Kenneth White. Cape Wrath, extrême-nord de l’Écosse, 1967. (Fonds White)
Peu d’écrivains, je crois, prennent aujourd’hui le risque – certes, très relatif – de pratiquer, sur le mode classique et comme on le faisait autrefois, le genre de l’autobiographie. Il appartient au passé et nul ne sait plus par quel bout prendre sa vie pour en faire le récit sous une forme qui ne passe pas pour trop démodée. Il y a là un paradoxe. En effet, sans même parler de la plaie des réseaux dits sociaux, de la mise en scène généralisée de soi à laquelle ils conduisent, de la petite monnaie du moi qu’ils font circuler en abondance et, pour s’en tenir à la seule littérature, sous l’apparence du témoignage, de l’essai ou du roman, sans vergogne, depuis deux ou trois décennies, d’une manière ou d’une autre, misérable ou magnifique, chacun ne parle plus que de lui. L’autobiographie est partout. Partout, sauf au sein de la littérature autobiographique elle-même qui, soumise à une semblable concurrence, injustement disqualifiée au regard de tout le reste, semble avoir cessé d’exister désormais. Sauf exception, plus personne n’ose. Et c’est bien dommage. Kenneth White, lui, ose. Par indifférence à l’égard des convenances ou bien par igno
rance de celles-ci. Peu importe au fond. Puisqu’il a mille fois raison. Ne serait-ce que parce qu’il nous offre maintenant un livre – cet Entre deux mondes que publient les éditions Le Mot et le Reste – dont le lecteur aurait grand tort de se priver. Il y raconte le parcours qui fut le sien. Poète né en écosse, installé en France où il connut son « heure de gloire » avec des ouvrages comme la Figure du dehors (1982) ou la Route bleue (1983), dont, sans doute, se souviennent surtout les hommes et les femmes nés à l’époque du vieux 20e siècle, mais dont les idées, sous le signe de la « géopoétique » ou du « nomadisme », infusèrent et diffusèrent bien avant que la mode ne s’en empare et qu’« Étonnants voyageurs » ne devienne une marque déposée auprès du Syndicat d’initiatives de Saint-Malo – idées qui, l’honnêteté oblige à le reconnaître, ont largement contribué à redonner à l’« ailleurs » une place essentielle dans l’imaginaire des auteurs et des lecteurs d’aujourd’hui.

_Données affichées_
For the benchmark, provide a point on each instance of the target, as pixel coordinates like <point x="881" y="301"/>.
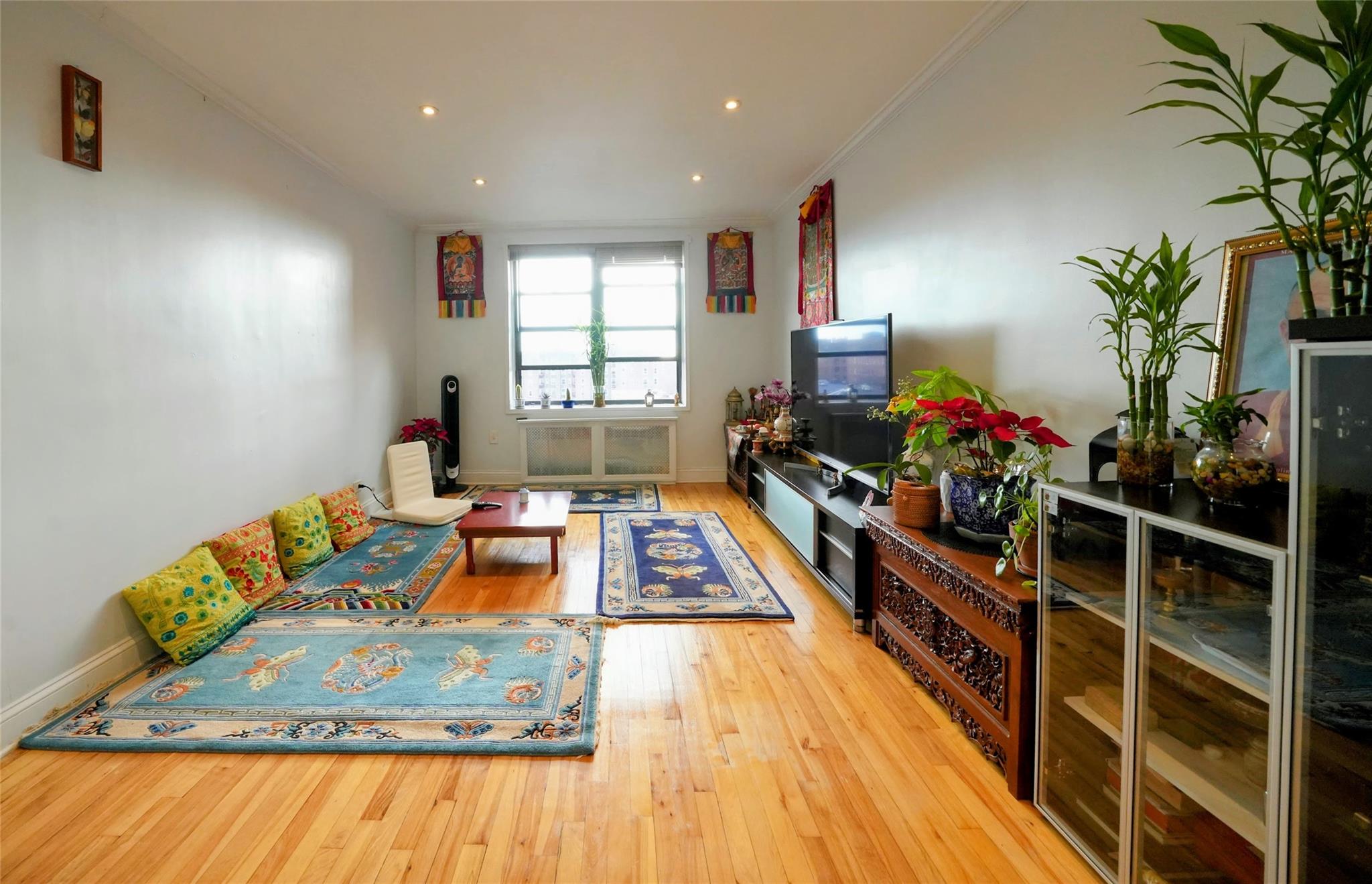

_Consigne_
Rédigez la suite du texte cité consacré au livre autobiographique de Kenneth White, en reprenant après sa dernière phrase.

_Résultat_
DOUBLE PÉRIL
En dépit de l’allure toujours juvénile que lui donnent les nombreux portraits photographiques qui illustrent son livre, on a un peu de mal à le croire, Kenneth White a eu quatrevingts cinq ans. Certainement, l’heure est pour lui venue, tant qu’il en est encore temps, de jeter un regard en arrière. Au seuil de l’autobiographie qu’il signe, comme le veut l’usage, s’interrogeant sur l’entreprise qu’il a longtemps différée et dans laquelle il s’engage enfin, White invoque quelques mémorables et écrasants modèles : les Confessions de Rousseau, Ecce Homo de Nietzsche, Poésie et Vérité de Goethe, Rêve et Réalité de Berdiaev. Mais si, sur d’autres sujets, White ne manque pas d’évoquer la littérature de sa terre natale, à aucun moment, il ne nomme Edwin Muir, son compatriote et son aîné. Je le fais à sa place. Puisque je suis sans doute le seul, en France en tout cas, à ne pas ignorer tout à fait ce poète écossais, avec Hugh MacDiarmid le plus grand du siècle dernier, dont j’ai découvert l’oeuvre à l’époque maintenant lointaine où je vivais moi-même du côté d’Édimbourg et de St Andrews.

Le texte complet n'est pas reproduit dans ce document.